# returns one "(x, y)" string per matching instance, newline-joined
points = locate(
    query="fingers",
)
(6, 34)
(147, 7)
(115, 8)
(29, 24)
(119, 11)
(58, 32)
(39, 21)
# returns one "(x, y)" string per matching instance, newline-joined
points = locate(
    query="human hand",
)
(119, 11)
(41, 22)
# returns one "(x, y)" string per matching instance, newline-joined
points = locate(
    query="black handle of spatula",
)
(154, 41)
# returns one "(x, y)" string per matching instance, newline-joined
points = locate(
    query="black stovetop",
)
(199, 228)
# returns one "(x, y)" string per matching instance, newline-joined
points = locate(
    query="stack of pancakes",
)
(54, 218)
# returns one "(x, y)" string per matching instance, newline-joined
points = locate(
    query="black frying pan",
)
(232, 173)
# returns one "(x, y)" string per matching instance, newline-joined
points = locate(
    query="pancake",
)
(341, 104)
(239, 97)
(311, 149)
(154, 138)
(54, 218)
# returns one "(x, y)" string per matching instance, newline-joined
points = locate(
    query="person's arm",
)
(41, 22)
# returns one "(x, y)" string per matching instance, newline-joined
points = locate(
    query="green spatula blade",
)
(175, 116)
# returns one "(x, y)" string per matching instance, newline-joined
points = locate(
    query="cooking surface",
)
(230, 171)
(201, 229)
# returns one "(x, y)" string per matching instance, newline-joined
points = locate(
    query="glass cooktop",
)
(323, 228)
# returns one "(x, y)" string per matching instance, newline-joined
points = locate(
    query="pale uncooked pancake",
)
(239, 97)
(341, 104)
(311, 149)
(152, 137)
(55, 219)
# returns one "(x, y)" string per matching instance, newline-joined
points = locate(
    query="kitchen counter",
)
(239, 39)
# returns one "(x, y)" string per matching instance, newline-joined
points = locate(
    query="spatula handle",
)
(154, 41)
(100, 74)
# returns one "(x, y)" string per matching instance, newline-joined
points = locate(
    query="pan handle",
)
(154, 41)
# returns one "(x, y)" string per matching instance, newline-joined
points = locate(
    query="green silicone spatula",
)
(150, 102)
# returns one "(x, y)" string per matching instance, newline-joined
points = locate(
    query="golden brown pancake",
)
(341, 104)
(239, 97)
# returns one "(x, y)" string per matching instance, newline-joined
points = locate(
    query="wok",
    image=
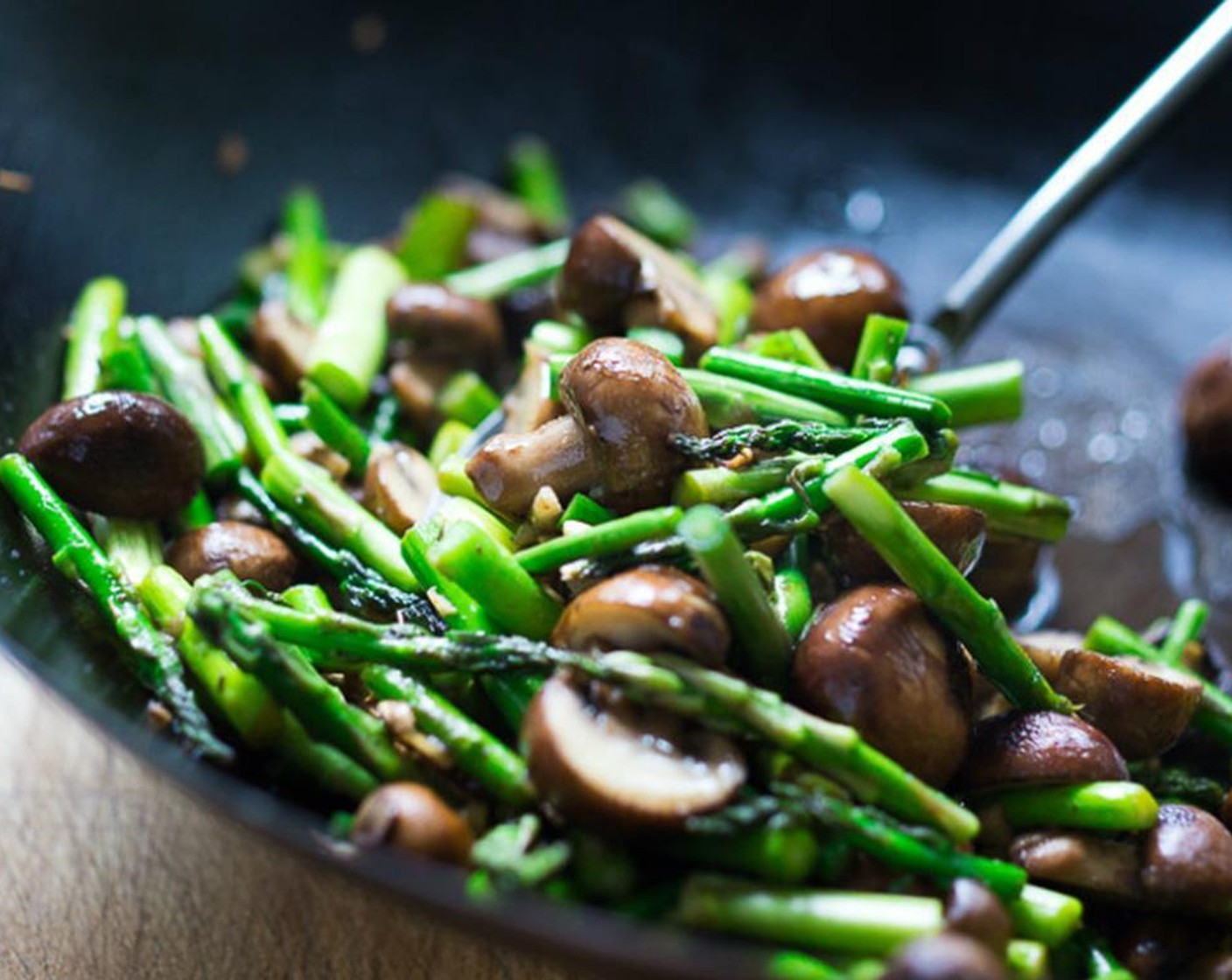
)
(799, 122)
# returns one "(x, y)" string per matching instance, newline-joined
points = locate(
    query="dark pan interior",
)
(766, 117)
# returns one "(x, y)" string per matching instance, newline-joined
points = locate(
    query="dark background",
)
(766, 117)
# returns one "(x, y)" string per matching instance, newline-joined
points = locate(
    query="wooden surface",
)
(108, 873)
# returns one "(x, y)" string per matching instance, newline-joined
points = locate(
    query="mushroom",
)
(438, 326)
(648, 609)
(117, 452)
(1186, 862)
(1207, 415)
(875, 660)
(621, 766)
(957, 530)
(413, 819)
(253, 554)
(830, 292)
(398, 485)
(1021, 748)
(974, 911)
(1144, 708)
(281, 344)
(616, 277)
(625, 402)
(1102, 865)
(945, 956)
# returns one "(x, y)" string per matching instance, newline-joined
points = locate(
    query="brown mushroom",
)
(1102, 865)
(1186, 862)
(830, 292)
(437, 325)
(1207, 413)
(648, 609)
(945, 956)
(118, 454)
(281, 344)
(957, 530)
(413, 819)
(250, 552)
(398, 485)
(875, 660)
(1144, 708)
(976, 913)
(622, 766)
(625, 402)
(616, 277)
(1023, 748)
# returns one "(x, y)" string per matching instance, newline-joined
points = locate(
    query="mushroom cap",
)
(438, 325)
(972, 910)
(251, 554)
(830, 294)
(1186, 862)
(628, 400)
(956, 530)
(413, 819)
(1101, 865)
(653, 608)
(621, 766)
(945, 956)
(1144, 708)
(1207, 415)
(618, 277)
(1039, 748)
(873, 660)
(398, 485)
(117, 452)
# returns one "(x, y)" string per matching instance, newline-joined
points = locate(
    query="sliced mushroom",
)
(117, 452)
(622, 766)
(1144, 708)
(616, 277)
(648, 609)
(875, 660)
(398, 485)
(413, 819)
(945, 956)
(281, 344)
(625, 402)
(957, 530)
(250, 552)
(1102, 865)
(976, 913)
(437, 325)
(1039, 748)
(1186, 862)
(830, 294)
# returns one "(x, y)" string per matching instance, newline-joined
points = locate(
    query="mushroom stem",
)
(150, 654)
(921, 566)
(838, 921)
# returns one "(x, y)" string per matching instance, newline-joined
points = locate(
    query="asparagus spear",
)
(839, 921)
(975, 620)
(148, 654)
(350, 346)
(235, 377)
(836, 391)
(535, 178)
(183, 380)
(343, 642)
(304, 222)
(96, 313)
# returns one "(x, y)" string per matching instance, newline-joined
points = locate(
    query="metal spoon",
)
(1083, 175)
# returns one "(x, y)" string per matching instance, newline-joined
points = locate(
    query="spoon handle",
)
(1083, 175)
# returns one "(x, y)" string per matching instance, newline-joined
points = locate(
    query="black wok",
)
(766, 117)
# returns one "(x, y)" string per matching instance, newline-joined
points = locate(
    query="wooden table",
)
(108, 873)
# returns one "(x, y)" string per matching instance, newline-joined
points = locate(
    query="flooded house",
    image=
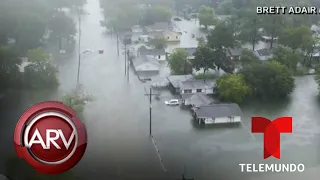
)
(146, 66)
(264, 54)
(158, 53)
(217, 114)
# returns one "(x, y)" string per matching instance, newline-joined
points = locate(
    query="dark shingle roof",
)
(190, 51)
(234, 52)
(197, 99)
(196, 84)
(155, 52)
(176, 79)
(218, 110)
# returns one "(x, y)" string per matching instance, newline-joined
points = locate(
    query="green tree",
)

****************************************

→ **TASK PROMPT**:
Can you extract every line in the records above that contains the string "spatula", counting only matches with the same case?

→ **TASK SOLUTION**:
    query="black handle of spatula",
    query="green spatula blade",
    query="spatula handle",
    query="green silicone spatula",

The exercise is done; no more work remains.